Given information.
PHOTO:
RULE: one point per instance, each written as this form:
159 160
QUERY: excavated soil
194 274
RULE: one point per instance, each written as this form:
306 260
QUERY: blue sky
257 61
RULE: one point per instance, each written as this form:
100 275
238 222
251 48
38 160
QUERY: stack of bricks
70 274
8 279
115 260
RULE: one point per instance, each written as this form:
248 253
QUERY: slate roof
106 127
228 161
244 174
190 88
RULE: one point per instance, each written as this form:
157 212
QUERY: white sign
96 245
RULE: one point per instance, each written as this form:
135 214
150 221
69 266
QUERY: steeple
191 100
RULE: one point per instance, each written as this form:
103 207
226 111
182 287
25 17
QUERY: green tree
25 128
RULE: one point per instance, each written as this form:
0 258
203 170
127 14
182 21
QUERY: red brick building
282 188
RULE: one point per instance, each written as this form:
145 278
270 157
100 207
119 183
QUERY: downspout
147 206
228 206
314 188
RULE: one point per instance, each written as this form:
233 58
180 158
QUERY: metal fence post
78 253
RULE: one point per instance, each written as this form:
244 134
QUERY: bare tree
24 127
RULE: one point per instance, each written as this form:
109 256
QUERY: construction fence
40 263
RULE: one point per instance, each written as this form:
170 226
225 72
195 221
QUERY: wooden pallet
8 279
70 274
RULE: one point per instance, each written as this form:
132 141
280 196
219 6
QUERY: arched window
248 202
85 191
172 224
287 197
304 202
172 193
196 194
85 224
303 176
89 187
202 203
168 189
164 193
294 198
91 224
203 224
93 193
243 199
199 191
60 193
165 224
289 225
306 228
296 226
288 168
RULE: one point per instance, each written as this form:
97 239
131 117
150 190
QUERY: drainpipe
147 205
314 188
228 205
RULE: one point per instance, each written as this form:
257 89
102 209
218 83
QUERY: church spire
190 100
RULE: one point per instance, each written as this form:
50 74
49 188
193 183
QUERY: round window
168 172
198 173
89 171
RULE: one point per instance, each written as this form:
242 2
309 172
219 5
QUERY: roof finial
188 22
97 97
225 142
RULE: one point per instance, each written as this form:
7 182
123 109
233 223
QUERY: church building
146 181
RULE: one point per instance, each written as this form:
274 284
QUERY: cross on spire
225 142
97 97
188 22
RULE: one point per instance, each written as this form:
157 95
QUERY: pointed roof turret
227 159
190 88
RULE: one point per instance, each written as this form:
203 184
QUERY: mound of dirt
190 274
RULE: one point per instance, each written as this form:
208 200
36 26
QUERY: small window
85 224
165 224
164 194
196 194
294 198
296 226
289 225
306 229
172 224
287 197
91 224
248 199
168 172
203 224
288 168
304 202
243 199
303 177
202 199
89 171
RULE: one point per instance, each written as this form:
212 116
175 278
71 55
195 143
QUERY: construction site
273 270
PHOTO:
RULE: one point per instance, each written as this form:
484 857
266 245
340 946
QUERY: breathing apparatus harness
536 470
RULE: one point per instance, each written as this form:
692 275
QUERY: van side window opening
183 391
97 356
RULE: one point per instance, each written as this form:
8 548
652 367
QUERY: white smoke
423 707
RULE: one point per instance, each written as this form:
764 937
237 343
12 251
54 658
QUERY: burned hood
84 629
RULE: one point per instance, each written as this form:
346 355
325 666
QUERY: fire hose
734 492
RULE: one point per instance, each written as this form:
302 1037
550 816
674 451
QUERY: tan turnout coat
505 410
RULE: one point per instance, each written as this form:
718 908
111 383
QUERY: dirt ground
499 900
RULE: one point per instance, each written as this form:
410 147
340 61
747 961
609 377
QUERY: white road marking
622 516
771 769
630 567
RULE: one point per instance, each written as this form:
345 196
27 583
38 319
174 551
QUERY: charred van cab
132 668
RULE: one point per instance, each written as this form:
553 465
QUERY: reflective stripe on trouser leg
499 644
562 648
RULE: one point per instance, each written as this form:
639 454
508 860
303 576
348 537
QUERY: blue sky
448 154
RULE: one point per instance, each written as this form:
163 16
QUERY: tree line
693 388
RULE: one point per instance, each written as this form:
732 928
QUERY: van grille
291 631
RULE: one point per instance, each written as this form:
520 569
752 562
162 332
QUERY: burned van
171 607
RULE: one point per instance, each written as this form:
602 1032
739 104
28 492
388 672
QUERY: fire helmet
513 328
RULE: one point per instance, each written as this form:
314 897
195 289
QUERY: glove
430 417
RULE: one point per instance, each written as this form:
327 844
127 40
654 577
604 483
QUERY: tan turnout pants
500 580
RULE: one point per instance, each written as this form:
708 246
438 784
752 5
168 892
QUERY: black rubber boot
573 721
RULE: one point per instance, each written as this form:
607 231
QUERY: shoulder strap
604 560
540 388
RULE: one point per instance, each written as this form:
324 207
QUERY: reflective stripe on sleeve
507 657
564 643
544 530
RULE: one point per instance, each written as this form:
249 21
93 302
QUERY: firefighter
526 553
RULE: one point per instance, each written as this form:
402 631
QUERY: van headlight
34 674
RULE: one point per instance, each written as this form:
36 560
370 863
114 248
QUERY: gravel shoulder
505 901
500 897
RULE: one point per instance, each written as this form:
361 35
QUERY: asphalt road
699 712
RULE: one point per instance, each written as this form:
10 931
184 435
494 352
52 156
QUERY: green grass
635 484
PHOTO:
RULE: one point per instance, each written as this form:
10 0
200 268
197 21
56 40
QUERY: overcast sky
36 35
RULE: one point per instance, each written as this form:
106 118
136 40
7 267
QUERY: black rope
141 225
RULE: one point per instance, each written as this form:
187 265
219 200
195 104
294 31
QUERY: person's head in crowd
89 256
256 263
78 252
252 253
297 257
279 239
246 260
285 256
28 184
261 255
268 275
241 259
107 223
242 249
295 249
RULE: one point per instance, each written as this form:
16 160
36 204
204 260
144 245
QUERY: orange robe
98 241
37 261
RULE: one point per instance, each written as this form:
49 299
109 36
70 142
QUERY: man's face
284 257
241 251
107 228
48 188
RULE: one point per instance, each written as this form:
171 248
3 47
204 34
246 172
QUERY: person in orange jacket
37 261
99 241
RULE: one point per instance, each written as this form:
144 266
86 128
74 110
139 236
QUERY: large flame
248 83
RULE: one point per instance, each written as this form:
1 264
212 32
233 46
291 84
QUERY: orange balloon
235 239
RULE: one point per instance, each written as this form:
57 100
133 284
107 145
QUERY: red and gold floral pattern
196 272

Task description. Collect every line in the listing above that contains the word "white" and copy each one in full. Case counts, so match only that exact capitalization.

Exercise output.
QUERY: white sign
QUERY: white smoke
QUERY: white road marking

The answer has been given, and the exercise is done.